Text block -
[start]

The Summa Theologiae of St. Thomas Aquinas is justly one of the famous works of Christendom. Yet this book, meant for beginners in the ages of Faith, can seem overwhelming today. We give here an introduction to the Summa by Fr. Albert, a son of St. Dominic, in the hope of making this important work more accessible to modern readers.

 

Since a teacher of Catholic truth must not only teach those who are advanced but has the duty to instruct beginners, as the Apostle says: “As unto little ones in Christ, I gave you milk to drink, not meat” (I Cor. 3:1-2), our aim in this work is to teach those things that pertain to the Christian religion in a manner that is fitting for the instruction of beginners.

With these words St. Thomas Aquinas opens his masterpiece, the Summa Theologiae, the greatest theological treatise ever written. One of the main reasons of this greatness consists precisely in the fact that its author perfectly succeeded in his aim of proposing all of Christian doctrine “in a manner that is fitting for the instruction of beginners” (secundum quod congruit ad eruditionem incipientium). As Cardinal Cajetan (1469-1534), the greatest of St. Thomas’ commentators, remarks:

This work is not said to be fitting for beginners because of its facility, or because it is a superficial or summary or introductory treatise, but because of its omission of the repetition of superfluous things and the very beautiful order it constructs; for, as will appear, all the difficulties of theology, and according to what is essential to them, are treated here with clarity.1

The Summa is fit “for the instruction of beginners,” then, not because it is easy or superficial, but because of its order, brevity, and clarity. St. Thomas wrote it, as he goes on to say himself in his prologue, because he realized that those who were beginners in this science were “much impeded” by the confusion and repetition of the books then in use and especially because “those things necessary for them in order to understand were not presented in the order necessary to learn them but rather as was required by the commentary of some book or the occasion of some disputed question.” To help these poor beginners, then, out of the charity of his heart, the great teacher stoops down to them and explains everything to them from the beginning in order and as simply and briefly as the subject matter will permit (secundum quod materia patietur).

The result of this effort is the marvellous book entitled Summa Theologiae. Written in full maturity, and for the purpose we have just seen, the work gave its author the occasion to summarize and crystallize his own thought. Fr. Walter Farrell remarks on the wonderful brevity and simplicity occasioned by the concern of the author to simplify things for “beginners.”

Here, in the full fruit of great genius, there is an economy of word and concept that is deceiving: a few lines of the Summa often equal pages of an earlier work and yet leave us puzzled as to what has been omitted. Frequently the marvel is not what has been so well said but what has been so well left unsaid.2

What we propose to do is share with “beginners” some of the Christian wisdom contained in this book, without a doubt one of the most important books ever written. True, it is not an easy book, but several things about it are easy. First, there is this clarity of style, fruit of the charitable resolution to make things as easy as possible for beginners. Secondly, the subject matter: the Catholic faith. As we shall presently see, the subject of the sacra doctrina which the Summa teaches is God as He is revealed to us by faith, in so far as we can investigate this revelation with our reason. Now God reveals His truth, not to the wise and prudent but to the little ones, as Our Lord Himself declares: “I confess to thee, O Father, Lord of heaven and earth, because thou hast hid these things from the wise and prudent and hast revealed them to little ones” (Mt. 11:25).

[end]

Material supplied -
[start]

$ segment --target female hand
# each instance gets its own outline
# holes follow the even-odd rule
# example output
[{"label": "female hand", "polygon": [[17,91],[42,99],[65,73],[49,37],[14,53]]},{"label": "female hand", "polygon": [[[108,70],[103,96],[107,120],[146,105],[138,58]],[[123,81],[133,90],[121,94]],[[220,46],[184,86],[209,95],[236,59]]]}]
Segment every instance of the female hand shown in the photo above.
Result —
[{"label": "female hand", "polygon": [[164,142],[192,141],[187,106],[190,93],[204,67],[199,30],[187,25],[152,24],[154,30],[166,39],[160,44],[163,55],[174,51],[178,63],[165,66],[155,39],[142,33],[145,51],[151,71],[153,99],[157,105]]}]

[end]

Work to complete -
1 > Please list every person the introduction to the Summa Theologiae names with a title such as "St.", "Fr.", or "Cardinal".
2 > Write the next part of the introduction to the Summa Theologiae, starting right after its final sentence.
The listing comes from a separate source and has no connection to the text.

Response list -
1 > St. Thomas Aquinas, Fr. Albert, St. Dominic, Cardinal Cajetan, Fr. Walter Farrell

2 >
As every priest knows, it is not at all necessarily the intellectual and learned people who understand the Faith best; often it seems just the opposite. The first principles of the sacra doctrina (St. Thomas’ word for what we call theology) come from faith, so anyone with faith can learn it and anyone who doesn’t have the Faith can’t.3 It must be added as well that the more charity one has, the better one understands the truths of the faith because the more one then receives the gifts of the Holy Ghost which give us a certain experimental knowledge of God.

Nevertheless, it is true that sacred doctrine does require a certain exercise of the intelligence and the understanding of philosophy, since it consists, precisely, in the application of our intelligence to what we believe. In the Summa, however, St. Thomas spells out these philosophical principles in the simplest form possible for beginners in a way that makes them seem easy (always, however, secundum quod materia patietur). Even if this facility is somewhat deceptive,4 it makes the Summa by far the most approachable of all theological treatises and enables it to be read, with a certain guidance, by any educated Catholic who loves his faith and wants to understand it better. We hope, with the help of St. Thomas and his great Patroness, Our Lady, Seat of Wisdom, to make you experience the truth of this.

 

Like Dante’s Divine Comedy,5 which begins with a preliminary Canto that introduces the three grand sections of his monumental work, St. Thomas prefaces his great three-part summary of Christian doctrine with a preliminary question whose purpose is to explain precisely what the science he is going to explore treats of. Similarly, Aristotle in his great work, the Metaphysics, begins by investigating in what precisely consists the subject of the science of metaphysics that he wants to discuss.6 So St. Thomas begins this first question, saying: “To place our purpose within proper limits, we first endeavour to investigate the nature and extent of this sacred doctrine.”

True to the form he will follow throughout the Summa, St. Thomas then lists the different points he will treat in discussing the question he has enunciated, points which are called “articles” because they are like articulations of the question, similar to the articulations present in any body. Thus these articles are the key points necessary for the understanding of the question posed, around which the whole subject discussed turns. It is precisely in his pinpointing of these nerve centers, as it were, of the subject he treats, and the order in which he places them in his discussion of it, that the genius of St. Thomas lies.

Obviously, then, the understanding of these key questions and their order will be very important for us in trying to explain the meaning of St. Thomas’ text. Fortunately another great commentator of St. Thomas, John of St. Thomas (1589-1664), wrote a whole treatise where he traces out this marvellous order in the Summa.7 On this first question he writes: “In the very first and introductory question, he considers the science itself, explaining its necessity, dignity, specification, and mode of proceeding.”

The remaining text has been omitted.